The complete listing should be restated exactly.

▼▼▼

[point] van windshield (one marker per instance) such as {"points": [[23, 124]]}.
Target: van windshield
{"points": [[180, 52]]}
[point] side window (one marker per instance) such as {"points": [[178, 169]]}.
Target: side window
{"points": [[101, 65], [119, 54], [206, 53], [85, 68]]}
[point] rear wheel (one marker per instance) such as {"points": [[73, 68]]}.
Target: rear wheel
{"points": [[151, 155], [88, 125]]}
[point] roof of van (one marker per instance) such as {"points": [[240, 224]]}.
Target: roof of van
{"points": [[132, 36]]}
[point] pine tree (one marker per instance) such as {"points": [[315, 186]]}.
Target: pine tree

▲▲▲

▸ Result:
[point] van windshield (one marker per instance) such as {"points": [[23, 124]]}.
Target: van windshield
{"points": [[180, 52]]}
[point] side window (one marker per instance) such as {"points": [[178, 169]]}.
Target: side window
{"points": [[101, 65], [119, 54], [206, 53], [85, 68]]}
[point] rear wheel (one marker per instance) such as {"points": [[73, 68]]}.
Target: rear wheel
{"points": [[151, 155], [88, 125]]}
[point] roof of van (one marker per instance) such as {"points": [[240, 224]]}.
Target: roof of van
{"points": [[132, 36]]}
[point] pine tree (one marker per instance) such as {"points": [[315, 186]]}.
Target: pine tree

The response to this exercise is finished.